Assignment:
Among the records below, find the lines that contain "background" and copy each of them.

━━━━

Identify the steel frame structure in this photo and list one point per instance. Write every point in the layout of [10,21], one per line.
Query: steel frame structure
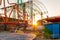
[14,6]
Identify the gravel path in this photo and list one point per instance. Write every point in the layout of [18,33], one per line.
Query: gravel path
[15,36]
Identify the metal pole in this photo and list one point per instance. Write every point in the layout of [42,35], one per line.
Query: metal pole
[5,20]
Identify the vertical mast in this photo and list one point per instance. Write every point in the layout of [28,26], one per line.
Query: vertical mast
[5,20]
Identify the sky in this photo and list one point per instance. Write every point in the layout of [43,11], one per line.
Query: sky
[53,6]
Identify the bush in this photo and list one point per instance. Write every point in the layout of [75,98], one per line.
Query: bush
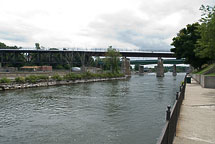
[42,77]
[32,79]
[57,77]
[20,79]
[5,80]
[88,75]
[72,76]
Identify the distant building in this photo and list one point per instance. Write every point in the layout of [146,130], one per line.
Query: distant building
[36,68]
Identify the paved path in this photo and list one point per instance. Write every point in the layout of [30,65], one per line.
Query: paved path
[196,124]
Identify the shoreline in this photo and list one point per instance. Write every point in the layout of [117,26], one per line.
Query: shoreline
[14,86]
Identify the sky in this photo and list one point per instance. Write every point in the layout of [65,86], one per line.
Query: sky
[123,24]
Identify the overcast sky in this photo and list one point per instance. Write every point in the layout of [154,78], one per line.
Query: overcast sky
[130,24]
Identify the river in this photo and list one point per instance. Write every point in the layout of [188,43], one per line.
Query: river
[110,112]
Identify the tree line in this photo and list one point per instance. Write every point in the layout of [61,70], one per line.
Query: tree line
[111,61]
[196,42]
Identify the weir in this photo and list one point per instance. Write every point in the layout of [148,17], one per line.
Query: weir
[160,68]
[125,66]
[141,69]
[174,73]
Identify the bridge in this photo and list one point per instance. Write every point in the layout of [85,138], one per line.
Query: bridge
[165,61]
[40,56]
[89,52]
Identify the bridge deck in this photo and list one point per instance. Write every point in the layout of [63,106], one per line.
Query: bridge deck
[94,53]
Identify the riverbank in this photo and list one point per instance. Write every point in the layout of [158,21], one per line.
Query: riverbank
[196,120]
[13,86]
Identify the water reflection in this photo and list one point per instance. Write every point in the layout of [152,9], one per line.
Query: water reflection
[114,112]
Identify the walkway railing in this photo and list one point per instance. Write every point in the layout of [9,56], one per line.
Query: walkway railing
[169,130]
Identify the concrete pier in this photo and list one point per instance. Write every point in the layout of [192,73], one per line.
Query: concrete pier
[141,69]
[160,68]
[125,67]
[196,123]
[174,73]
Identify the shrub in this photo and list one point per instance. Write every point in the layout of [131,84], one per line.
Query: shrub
[5,80]
[72,76]
[42,77]
[32,79]
[20,79]
[57,77]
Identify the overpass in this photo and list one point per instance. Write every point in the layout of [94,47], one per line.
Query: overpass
[67,56]
[165,61]
[89,52]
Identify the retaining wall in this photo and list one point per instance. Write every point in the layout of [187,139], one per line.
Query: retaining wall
[205,81]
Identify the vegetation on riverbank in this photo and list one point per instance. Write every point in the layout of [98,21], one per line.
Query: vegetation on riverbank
[57,77]
[196,42]
[206,70]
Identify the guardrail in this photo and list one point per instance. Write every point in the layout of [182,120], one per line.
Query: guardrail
[169,130]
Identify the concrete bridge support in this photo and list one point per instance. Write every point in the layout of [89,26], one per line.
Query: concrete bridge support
[125,67]
[141,69]
[160,68]
[174,73]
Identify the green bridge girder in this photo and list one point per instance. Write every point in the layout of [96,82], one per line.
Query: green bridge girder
[165,61]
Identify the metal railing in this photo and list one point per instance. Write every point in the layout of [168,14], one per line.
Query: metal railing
[169,130]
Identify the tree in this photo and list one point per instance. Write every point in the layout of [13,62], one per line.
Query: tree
[185,44]
[37,45]
[206,44]
[112,59]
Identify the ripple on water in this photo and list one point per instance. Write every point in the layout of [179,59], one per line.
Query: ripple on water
[112,112]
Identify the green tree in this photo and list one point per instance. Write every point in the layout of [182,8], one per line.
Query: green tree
[206,44]
[136,67]
[37,45]
[112,59]
[185,44]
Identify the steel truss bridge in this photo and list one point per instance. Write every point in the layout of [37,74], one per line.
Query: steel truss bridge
[13,55]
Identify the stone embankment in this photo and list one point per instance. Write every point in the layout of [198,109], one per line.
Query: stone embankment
[13,86]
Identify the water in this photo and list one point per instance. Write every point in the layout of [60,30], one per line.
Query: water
[111,112]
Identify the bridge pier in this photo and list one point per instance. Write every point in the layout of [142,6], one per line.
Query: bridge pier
[141,69]
[160,68]
[174,73]
[125,66]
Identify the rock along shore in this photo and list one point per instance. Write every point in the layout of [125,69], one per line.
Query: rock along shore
[13,86]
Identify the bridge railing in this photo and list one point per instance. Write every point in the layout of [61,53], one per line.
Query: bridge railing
[169,130]
[94,49]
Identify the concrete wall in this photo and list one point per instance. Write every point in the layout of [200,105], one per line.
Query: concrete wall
[197,77]
[205,81]
[208,81]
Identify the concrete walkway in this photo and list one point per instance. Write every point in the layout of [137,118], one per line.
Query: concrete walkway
[196,124]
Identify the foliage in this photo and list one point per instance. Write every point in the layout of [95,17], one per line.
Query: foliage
[57,77]
[42,77]
[32,78]
[5,80]
[136,67]
[206,44]
[37,46]
[112,59]
[206,69]
[211,74]
[20,79]
[185,45]
[72,76]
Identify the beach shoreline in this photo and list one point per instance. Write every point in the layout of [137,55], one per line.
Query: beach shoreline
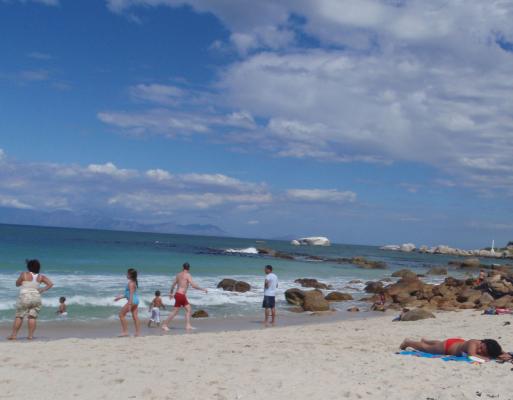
[110,328]
[353,359]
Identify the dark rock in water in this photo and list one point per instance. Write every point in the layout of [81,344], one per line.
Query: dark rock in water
[378,307]
[416,314]
[313,283]
[273,253]
[232,285]
[368,264]
[200,314]
[373,287]
[295,297]
[315,301]
[404,273]
[338,296]
[406,286]
[471,262]
[437,271]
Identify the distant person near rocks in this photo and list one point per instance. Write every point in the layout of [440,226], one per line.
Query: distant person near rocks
[29,300]
[182,280]
[269,303]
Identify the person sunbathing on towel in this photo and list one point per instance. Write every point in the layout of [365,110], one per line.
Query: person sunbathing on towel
[485,348]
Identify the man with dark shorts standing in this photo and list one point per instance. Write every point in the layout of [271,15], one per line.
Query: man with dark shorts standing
[271,283]
[182,280]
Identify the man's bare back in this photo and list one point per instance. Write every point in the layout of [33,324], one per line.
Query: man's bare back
[183,280]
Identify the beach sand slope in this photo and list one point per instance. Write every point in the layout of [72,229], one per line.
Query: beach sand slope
[342,360]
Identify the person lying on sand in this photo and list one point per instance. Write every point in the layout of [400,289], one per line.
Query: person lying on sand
[485,348]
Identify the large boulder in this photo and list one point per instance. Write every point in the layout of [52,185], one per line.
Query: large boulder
[315,301]
[409,286]
[373,287]
[471,262]
[200,314]
[232,285]
[437,271]
[404,273]
[469,295]
[499,288]
[295,296]
[502,302]
[338,296]
[313,283]
[417,314]
[485,299]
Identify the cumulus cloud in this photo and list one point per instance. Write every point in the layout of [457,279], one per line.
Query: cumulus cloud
[157,93]
[415,81]
[112,190]
[321,195]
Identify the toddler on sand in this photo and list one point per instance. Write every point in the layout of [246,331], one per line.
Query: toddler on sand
[62,311]
[155,306]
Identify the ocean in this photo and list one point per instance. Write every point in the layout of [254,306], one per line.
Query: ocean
[88,267]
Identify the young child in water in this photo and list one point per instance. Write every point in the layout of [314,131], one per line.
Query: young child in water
[62,311]
[155,306]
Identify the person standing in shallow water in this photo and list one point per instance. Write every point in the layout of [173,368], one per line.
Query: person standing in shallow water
[29,300]
[270,285]
[182,280]
[132,304]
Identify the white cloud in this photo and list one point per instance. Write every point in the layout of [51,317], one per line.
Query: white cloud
[118,191]
[321,195]
[111,170]
[159,174]
[415,81]
[157,93]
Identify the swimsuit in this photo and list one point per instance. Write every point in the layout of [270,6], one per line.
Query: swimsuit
[29,299]
[181,300]
[450,342]
[155,315]
[135,299]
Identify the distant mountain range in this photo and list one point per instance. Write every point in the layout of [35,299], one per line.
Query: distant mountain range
[69,219]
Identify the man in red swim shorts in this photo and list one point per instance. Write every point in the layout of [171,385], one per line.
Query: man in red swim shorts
[182,280]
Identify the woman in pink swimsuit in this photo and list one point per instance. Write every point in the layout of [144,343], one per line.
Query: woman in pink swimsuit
[485,348]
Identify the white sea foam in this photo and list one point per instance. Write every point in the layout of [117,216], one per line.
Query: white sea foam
[248,250]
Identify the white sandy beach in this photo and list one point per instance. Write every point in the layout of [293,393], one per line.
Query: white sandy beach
[347,359]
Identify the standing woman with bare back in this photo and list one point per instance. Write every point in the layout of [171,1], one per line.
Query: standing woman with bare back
[132,304]
[29,300]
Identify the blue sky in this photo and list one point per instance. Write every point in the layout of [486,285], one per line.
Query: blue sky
[370,121]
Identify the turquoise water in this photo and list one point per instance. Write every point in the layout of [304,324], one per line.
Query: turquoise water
[89,266]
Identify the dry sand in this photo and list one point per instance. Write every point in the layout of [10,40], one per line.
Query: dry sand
[347,359]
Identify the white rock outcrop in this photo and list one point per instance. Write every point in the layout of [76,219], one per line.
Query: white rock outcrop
[312,241]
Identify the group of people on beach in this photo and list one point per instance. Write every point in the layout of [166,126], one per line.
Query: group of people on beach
[32,284]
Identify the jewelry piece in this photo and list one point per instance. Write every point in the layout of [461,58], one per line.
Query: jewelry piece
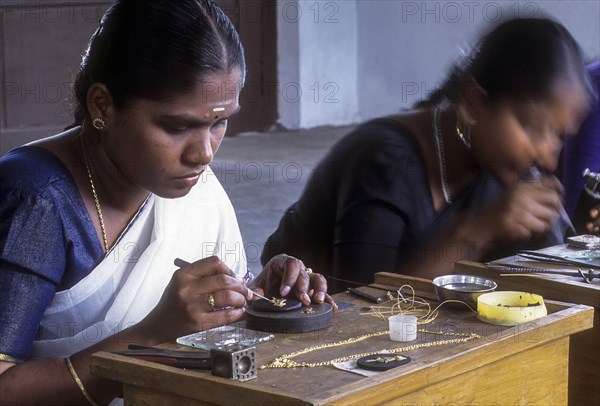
[210,299]
[94,193]
[466,139]
[79,382]
[285,361]
[99,124]
[439,143]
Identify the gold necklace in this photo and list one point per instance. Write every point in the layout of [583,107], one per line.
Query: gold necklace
[94,193]
[285,361]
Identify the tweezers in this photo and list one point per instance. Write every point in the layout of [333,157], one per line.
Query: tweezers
[554,259]
[179,359]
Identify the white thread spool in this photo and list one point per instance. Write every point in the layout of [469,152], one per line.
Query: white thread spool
[403,328]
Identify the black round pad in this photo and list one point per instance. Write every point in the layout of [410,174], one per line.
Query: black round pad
[381,362]
[262,305]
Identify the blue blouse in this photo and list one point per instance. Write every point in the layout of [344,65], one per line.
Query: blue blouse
[47,243]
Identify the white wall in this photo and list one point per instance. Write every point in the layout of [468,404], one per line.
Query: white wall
[383,55]
[317,46]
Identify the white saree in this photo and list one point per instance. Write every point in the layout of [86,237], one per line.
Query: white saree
[130,280]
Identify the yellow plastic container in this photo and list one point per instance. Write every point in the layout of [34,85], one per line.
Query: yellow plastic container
[510,308]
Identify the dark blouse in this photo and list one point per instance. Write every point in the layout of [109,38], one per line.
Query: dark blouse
[47,242]
[367,207]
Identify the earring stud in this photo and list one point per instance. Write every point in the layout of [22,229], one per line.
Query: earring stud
[99,124]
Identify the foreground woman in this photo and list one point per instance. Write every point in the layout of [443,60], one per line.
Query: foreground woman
[92,219]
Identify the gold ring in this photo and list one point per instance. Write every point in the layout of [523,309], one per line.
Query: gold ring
[210,299]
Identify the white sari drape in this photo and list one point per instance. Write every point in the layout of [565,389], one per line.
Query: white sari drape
[129,282]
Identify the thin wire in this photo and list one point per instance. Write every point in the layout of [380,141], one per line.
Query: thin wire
[409,305]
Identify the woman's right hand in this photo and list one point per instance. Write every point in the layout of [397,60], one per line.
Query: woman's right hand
[200,296]
[593,226]
[527,209]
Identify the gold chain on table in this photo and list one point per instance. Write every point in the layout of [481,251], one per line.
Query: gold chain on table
[94,193]
[285,361]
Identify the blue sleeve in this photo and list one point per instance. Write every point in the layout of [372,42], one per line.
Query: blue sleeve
[32,263]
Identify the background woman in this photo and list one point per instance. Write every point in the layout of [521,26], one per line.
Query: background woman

━━━━

Written answer:
Identify the background woman in this photo and list one point per instance. Write every point in the layout of [521,26], one per line.
Query: background woman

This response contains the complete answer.